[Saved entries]
■ ■ ■ ■ ■

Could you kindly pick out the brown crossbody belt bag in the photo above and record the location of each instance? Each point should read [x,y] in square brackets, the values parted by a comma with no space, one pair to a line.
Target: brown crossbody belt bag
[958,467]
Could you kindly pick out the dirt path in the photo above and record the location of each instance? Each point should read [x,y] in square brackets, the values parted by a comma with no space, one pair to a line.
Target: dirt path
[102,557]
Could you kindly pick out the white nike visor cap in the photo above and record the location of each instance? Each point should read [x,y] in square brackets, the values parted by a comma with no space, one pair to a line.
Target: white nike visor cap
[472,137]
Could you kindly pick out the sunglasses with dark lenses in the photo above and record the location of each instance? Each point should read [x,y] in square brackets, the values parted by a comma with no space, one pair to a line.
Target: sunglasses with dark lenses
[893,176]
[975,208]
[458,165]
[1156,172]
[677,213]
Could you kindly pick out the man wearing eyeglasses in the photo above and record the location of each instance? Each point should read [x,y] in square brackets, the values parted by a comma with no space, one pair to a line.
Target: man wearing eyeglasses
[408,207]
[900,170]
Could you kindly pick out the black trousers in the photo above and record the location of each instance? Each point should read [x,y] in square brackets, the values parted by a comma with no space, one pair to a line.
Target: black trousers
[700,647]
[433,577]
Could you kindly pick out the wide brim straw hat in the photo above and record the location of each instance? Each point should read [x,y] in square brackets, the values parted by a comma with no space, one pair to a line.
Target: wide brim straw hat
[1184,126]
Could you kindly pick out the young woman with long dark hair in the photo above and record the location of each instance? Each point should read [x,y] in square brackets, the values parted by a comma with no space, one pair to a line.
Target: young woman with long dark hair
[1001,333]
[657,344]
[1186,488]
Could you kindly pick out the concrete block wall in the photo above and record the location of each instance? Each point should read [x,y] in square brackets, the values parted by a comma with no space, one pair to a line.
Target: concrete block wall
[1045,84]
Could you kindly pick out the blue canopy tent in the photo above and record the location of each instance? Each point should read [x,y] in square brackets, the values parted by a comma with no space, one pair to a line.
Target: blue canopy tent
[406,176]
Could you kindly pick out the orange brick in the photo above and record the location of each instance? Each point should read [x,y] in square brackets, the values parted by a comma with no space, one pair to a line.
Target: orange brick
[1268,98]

■ ■ ■ ■ ■

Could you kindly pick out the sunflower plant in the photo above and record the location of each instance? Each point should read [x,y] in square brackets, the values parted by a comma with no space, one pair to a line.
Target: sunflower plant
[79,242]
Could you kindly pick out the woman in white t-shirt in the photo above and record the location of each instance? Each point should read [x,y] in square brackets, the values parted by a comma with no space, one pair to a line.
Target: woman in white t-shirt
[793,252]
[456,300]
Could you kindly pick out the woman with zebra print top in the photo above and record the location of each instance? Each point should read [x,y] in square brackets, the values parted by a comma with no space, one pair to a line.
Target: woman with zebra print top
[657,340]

■ ■ ■ ■ ■

• **GOAL**
Find each line in the entries above that contains the word "brown" and copy those lines out in full, treating uppercase and lowercase as different.

• **WRITTEN ANSWER**
Could you kindly pick out the brown crossbody belt bag in the photo above and record the location of each instance? Each point should read [x,y] in square brackets, the values parted by a comma with no space, one pair to a line.
Target: brown crossbody belt bag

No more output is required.